▸ **Fragmento**
"""

París-Austerlitz
Rafael
Chirbes
Anagrama
Barcelona,
2016
153
páginas
La
crudeza del sexo de los ángeles
Hubo
una época en que la naturaleza inventó una plaga que parecía diseñada para
exterminar a la humanidad. Así se vengaba, nos castigaba por perpetrar una
matanza a base de extendernos sin límites, aniquilándola. Y para extender el
dominio del hombre es imprescindible la reproducción. El sexo. El mismo del que
se valió Dios para arrojarnos del jardín del Edén, en esa curiosa cabriola: el
castigo fue soltarnos por el mundo, alejarnos del jardín, pero darnos la
libertad del caminante. Esa libertad nos permitió conocer a Rafael Chirbes
(1949-2015) a través de sus crónicas de viaje. Y posteriormente con sus
novelas, como Mimoun, con la que se
lanzó al ruedo. Una obra breve, redonda, con la homosexualidad compartiendo
planos con el humor y la amargura de la pobreza. Y quizá la obra que más se
parece a este París-Austerlitz, suburbial, tan sórdido como la literatura de
Mohamed Churki, en el que se regresa a ese tema básico, universal por lo
íntimo, que es la imposibilidad de encontrar nuestro sitio en el planeta
Tierra. No el sitio de la humanidad, como de alguna forma vino a expresar en
sus últimas novelas, sino el sitio de cada uno. De ahí esta bajada al
inframundo, esta forma de levantar la alfombra para mostrarnos la mierda que
allí hemos ido escondiendo. Con tanta cobardía como culpa.
Manejando
dos personajes, dos amantes, un joven español con pretensiones bohemias y un
cargador de camiones normando corpulento y al borde de la muerte, se basta para
denunciar que la sociedad siempre ha estado enferma. Esta novela no es una
metáfora, es un compendio de las relaciones humanas. Entre las que no se
esconden crudísimas escenas de sexo entre los dos protagonistas, que mantienen
una relación en lo que permanece activa la atracción genital. El narrador
identifica a esa etapa como amor verdadero, y su compañero, el normando,
descarta cualquier otra forma de relación, de amistad, si no existe el sexo. Se
trata de un personaje tan contradictorio como concluyente: no sabe asumir el
conflicto y por lo tanto lo niega, porque es un tipo de principios, de esos que
confunden los principios con la nobleza, no siempre sin razón. Pero estos
vínculos gestan una carga de esquizofrenia en el ambiente entre ambos, pues se
mantienen ajenos a la realidad. Hasta el punto de que cuando la plaga ya ha
destrozado una vida, el sentido de culpa naufraga. Es decir, resulta tan
permanente como insumergible.

"""

▸ **Qué se pide**
Escribe la continuación de la reseña sobre París-Austerlitz a partir de donde se detiene. Los registros proceden de otra fuente.

▸ **Material extraído**
"""

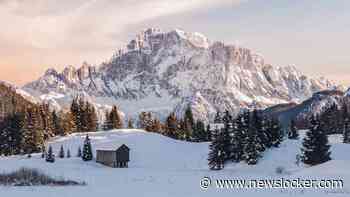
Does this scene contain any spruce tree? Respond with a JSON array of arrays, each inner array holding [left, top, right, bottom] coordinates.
[[208, 129, 225, 170], [85, 102, 98, 132], [250, 110, 271, 152], [243, 121, 262, 165], [128, 118, 134, 129], [302, 115, 331, 165], [222, 111, 233, 161], [343, 105, 350, 144], [268, 118, 283, 147], [193, 120, 207, 142], [58, 145, 65, 159], [184, 105, 194, 141], [62, 112, 77, 135], [230, 114, 245, 162], [109, 106, 123, 129], [165, 113, 179, 139], [46, 146, 55, 163], [70, 97, 82, 132], [0, 112, 24, 156], [205, 124, 212, 142], [67, 149, 71, 158], [41, 146, 47, 159], [51, 111, 66, 136], [21, 108, 44, 154], [103, 111, 113, 131], [214, 111, 222, 124], [82, 135, 93, 161], [77, 146, 82, 158], [288, 120, 299, 140]]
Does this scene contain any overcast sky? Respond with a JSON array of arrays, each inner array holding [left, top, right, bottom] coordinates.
[[0, 0, 350, 85]]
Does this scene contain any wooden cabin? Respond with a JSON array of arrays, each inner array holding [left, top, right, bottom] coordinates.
[[96, 144, 130, 168]]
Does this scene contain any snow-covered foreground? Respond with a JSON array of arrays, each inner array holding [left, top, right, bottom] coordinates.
[[0, 130, 350, 197]]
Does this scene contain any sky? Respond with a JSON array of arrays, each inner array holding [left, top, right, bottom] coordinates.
[[0, 0, 350, 85]]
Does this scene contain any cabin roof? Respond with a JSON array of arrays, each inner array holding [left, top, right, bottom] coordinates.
[[96, 144, 130, 152]]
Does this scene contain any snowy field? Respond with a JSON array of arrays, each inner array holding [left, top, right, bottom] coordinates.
[[0, 129, 350, 197]]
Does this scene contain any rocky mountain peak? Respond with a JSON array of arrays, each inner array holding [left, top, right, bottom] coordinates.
[[25, 28, 340, 120]]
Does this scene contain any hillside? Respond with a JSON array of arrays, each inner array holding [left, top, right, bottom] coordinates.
[[24, 28, 335, 120], [0, 81, 36, 121], [0, 130, 350, 197]]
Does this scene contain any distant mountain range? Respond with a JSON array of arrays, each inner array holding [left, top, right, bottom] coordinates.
[[19, 29, 339, 120]]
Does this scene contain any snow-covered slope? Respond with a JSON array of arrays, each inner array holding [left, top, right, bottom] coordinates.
[[24, 29, 334, 118], [0, 130, 350, 197]]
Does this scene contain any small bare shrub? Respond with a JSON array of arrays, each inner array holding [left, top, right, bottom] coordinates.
[[0, 168, 86, 186]]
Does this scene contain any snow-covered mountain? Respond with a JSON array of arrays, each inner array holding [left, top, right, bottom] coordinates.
[[24, 29, 334, 119], [0, 129, 350, 197]]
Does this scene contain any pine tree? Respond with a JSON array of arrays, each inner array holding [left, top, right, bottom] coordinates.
[[205, 124, 212, 142], [183, 105, 194, 141], [85, 102, 98, 132], [41, 146, 47, 159], [58, 145, 65, 159], [343, 104, 350, 144], [165, 113, 179, 139], [221, 111, 233, 161], [193, 120, 208, 142], [0, 112, 24, 156], [214, 111, 222, 124], [82, 135, 93, 161], [51, 111, 65, 136], [67, 149, 71, 158], [243, 126, 261, 165], [109, 106, 123, 129], [39, 104, 55, 140], [230, 114, 246, 162], [302, 115, 331, 165], [268, 119, 283, 147], [208, 129, 225, 170], [288, 120, 299, 140], [46, 146, 55, 163], [128, 118, 134, 129], [250, 110, 271, 152], [62, 112, 77, 135], [21, 108, 44, 154], [77, 146, 82, 157], [70, 97, 83, 132], [103, 111, 113, 131]]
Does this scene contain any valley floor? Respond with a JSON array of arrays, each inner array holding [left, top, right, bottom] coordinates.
[[0, 129, 350, 197]]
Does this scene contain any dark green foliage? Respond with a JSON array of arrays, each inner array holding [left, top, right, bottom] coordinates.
[[288, 120, 299, 140], [104, 106, 123, 130], [229, 114, 247, 162], [70, 98, 98, 132], [302, 116, 331, 165], [208, 129, 225, 170], [82, 135, 93, 161], [67, 149, 71, 158], [46, 146, 55, 163], [165, 113, 179, 139], [269, 119, 283, 147], [192, 120, 208, 142], [77, 147, 83, 157], [21, 108, 44, 154], [243, 129, 261, 165], [58, 145, 65, 159], [0, 113, 24, 156], [343, 105, 350, 144], [221, 111, 233, 161], [183, 106, 195, 141]]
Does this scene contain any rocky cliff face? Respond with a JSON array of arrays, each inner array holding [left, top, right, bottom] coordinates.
[[24, 29, 334, 119]]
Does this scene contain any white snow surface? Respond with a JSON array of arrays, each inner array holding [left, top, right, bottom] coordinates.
[[23, 28, 334, 121], [0, 129, 350, 197]]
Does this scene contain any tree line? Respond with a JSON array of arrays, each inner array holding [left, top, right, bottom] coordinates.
[[208, 110, 284, 170]]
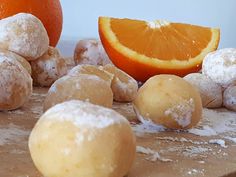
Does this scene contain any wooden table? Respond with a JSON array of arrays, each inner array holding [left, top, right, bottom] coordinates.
[[0, 88, 236, 177]]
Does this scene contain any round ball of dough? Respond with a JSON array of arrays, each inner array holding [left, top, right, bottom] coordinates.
[[134, 74, 202, 129], [0, 13, 49, 60], [44, 74, 113, 110], [0, 55, 32, 111], [31, 47, 67, 87], [74, 39, 112, 66], [0, 49, 32, 75], [68, 64, 114, 86], [184, 73, 223, 108], [29, 101, 136, 177], [103, 64, 138, 102], [223, 85, 236, 111], [202, 48, 236, 88]]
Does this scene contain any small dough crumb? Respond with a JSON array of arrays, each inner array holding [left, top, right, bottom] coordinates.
[[74, 39, 112, 66], [31, 47, 67, 87], [103, 64, 138, 102], [0, 13, 49, 60]]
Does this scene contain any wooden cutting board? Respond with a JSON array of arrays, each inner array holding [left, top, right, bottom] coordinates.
[[0, 88, 236, 177]]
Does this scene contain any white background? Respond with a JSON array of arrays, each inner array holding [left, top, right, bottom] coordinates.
[[58, 0, 236, 55]]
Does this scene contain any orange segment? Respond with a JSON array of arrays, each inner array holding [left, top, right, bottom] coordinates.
[[99, 17, 220, 81]]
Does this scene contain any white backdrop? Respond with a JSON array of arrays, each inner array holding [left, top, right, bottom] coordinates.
[[58, 0, 236, 55]]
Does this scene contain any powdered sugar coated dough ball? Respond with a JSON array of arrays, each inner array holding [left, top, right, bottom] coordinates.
[[0, 13, 49, 60], [202, 48, 236, 87], [44, 74, 113, 110], [74, 39, 112, 66], [0, 55, 32, 111], [223, 85, 236, 111], [68, 64, 114, 86], [0, 49, 32, 75], [29, 101, 136, 177], [184, 73, 223, 108], [31, 47, 67, 87], [134, 74, 202, 129], [103, 64, 138, 102]]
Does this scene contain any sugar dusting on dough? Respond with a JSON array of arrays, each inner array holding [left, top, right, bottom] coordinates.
[[164, 98, 195, 128], [42, 100, 129, 128], [0, 13, 49, 58]]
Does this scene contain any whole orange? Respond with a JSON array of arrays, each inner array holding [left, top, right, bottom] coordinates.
[[0, 0, 63, 46]]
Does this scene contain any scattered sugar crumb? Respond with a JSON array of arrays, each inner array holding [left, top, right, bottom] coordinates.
[[136, 146, 173, 162], [209, 139, 228, 148]]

"""

▸ **La respuesta**
La
tortura a que se someten es un acto vagamente voluntario. Son conscientes de la
insalubridad a pleno pulmón con que viven. Pero también que no puede ser de
otra manera, que las diferencias son tan abismales que o nadan en tormento y
sexo o no se aman. El narrador viene de una clase acomodada y se permite el
lujo de hacerse el bohemio, con un cierto espíritu de neocolonialismo cultural
oculto que incluye el vanguardismo de época, ese mantener relaciones con
alguien que nació al otro lado de la única frontera real: la pobreza. Pues el amante
pertenece a la tribu de los desahuciados, a un mundo que Chirbes describe con
una tristeza que nos sobresalta al darnos cuenta de que no es incompatible con
la repugnancia. Porque la pobreza es capaz hasta de robar la apariencia de
tener alma. Los cánones dictan que algo debió unirles más allá de una sola
noche. Y Chirbes no se complica a la hora de designar el vínculo, ese padrastro
y ese padre que son ogros. Pero un día resulta que hemos crecido, que nosotros
somos o deberíamos ser padres. O al menos deberíamos de cuidar a alguien.
Deberíamos de quedarnos a cuidarle, por amor o por lo que supuso el sexo,
aunque ahora el asco nos invite a salir corriendo. Con muchas menos páginas que
en Crematorio, por ejemplo, Chirbes
es capaz de decir muchas más cosas y de expresarlas de una manera más
contundente.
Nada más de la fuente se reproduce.